■ WRITTEN PROBLEM
Gather every line of the data below that contains the word "yellow", and copy each one. Match case exactly, so a line counts only if the letters appear in the same upper and lower case.

** start **

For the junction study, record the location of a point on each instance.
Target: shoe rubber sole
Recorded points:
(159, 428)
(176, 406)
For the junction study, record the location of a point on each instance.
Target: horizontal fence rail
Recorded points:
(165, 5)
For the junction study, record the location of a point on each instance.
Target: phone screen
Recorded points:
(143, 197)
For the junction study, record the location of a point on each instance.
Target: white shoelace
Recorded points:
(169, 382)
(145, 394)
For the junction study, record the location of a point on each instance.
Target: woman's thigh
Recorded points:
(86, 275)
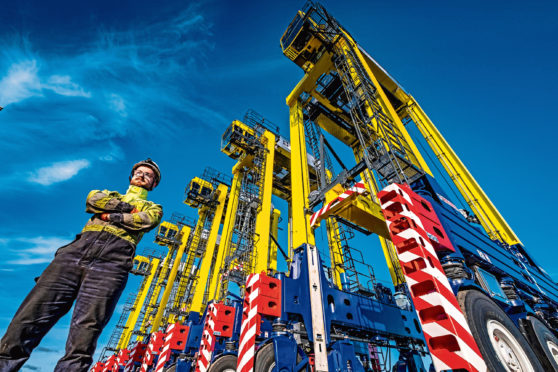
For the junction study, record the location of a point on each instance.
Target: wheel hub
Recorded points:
(553, 350)
(508, 350)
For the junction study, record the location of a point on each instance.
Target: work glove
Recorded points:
(112, 217)
(124, 207)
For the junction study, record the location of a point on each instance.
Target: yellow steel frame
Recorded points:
(184, 238)
(491, 220)
(261, 247)
(300, 221)
(205, 267)
(138, 305)
(226, 235)
(190, 257)
(152, 303)
(335, 252)
(275, 216)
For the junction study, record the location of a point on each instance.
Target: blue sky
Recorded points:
(90, 88)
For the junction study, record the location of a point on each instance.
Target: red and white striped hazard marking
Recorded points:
(447, 334)
(110, 365)
(166, 352)
(248, 329)
(153, 349)
(136, 355)
(358, 188)
(208, 340)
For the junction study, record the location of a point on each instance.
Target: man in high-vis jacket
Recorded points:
(92, 271)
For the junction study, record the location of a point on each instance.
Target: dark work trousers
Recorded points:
(92, 270)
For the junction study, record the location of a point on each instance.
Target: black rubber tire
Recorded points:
(265, 359)
(479, 310)
(224, 363)
(540, 336)
(171, 368)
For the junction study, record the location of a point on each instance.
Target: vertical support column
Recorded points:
(300, 181)
(418, 234)
(261, 246)
(152, 304)
(205, 268)
(184, 237)
(275, 216)
(226, 234)
(191, 256)
(133, 317)
(317, 305)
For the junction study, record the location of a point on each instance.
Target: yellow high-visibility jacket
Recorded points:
(133, 225)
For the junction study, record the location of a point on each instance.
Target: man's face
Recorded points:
(143, 177)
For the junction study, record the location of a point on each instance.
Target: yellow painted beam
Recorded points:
(275, 216)
(133, 317)
(263, 222)
(187, 268)
(184, 238)
(300, 181)
(490, 218)
(226, 236)
(335, 252)
(152, 304)
(205, 267)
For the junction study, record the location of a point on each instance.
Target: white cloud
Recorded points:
(63, 85)
(116, 103)
(21, 82)
(34, 250)
(58, 172)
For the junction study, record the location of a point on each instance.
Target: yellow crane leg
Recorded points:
(184, 237)
(491, 220)
(275, 216)
(226, 234)
(261, 247)
(152, 304)
(133, 317)
(205, 267)
(190, 257)
(335, 252)
(300, 181)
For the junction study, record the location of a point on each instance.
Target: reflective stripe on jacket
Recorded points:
(133, 225)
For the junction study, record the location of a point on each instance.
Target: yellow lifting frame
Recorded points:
(190, 257)
(491, 220)
(275, 216)
(138, 305)
(184, 237)
(263, 218)
(300, 181)
(152, 303)
(205, 267)
(226, 234)
(386, 104)
(335, 252)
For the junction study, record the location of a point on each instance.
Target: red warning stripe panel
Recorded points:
(208, 340)
(358, 188)
(262, 298)
(136, 355)
(122, 357)
(110, 364)
(175, 339)
(97, 367)
(153, 348)
(417, 235)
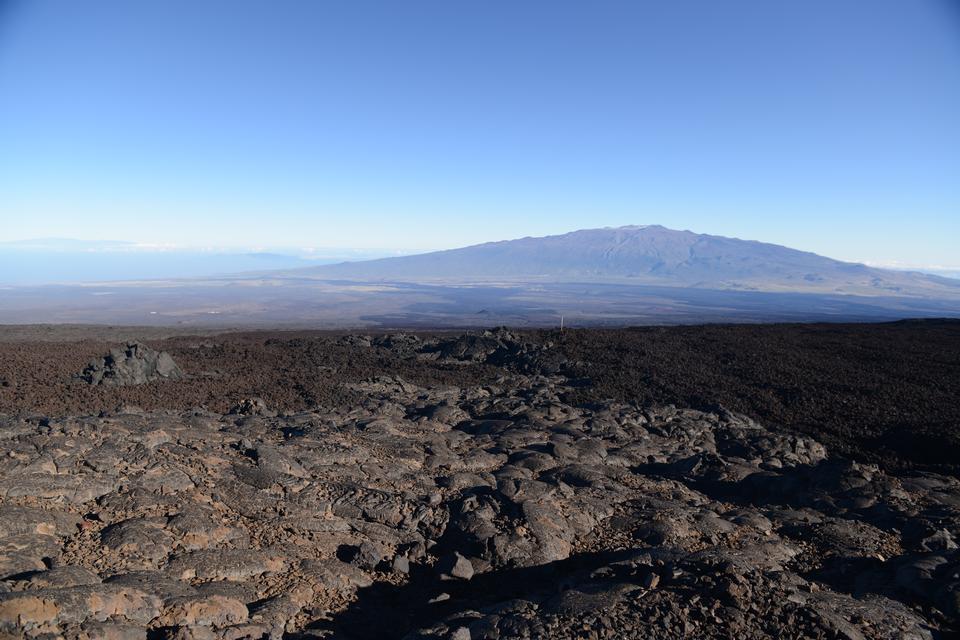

** end **

■ RESULT OF THIS TASK
Target: yellow steel frame
Target: yellow high-visibility jacket
Target: yellow painted beam
Target: yellow crane leg
Target: yellow lifting frame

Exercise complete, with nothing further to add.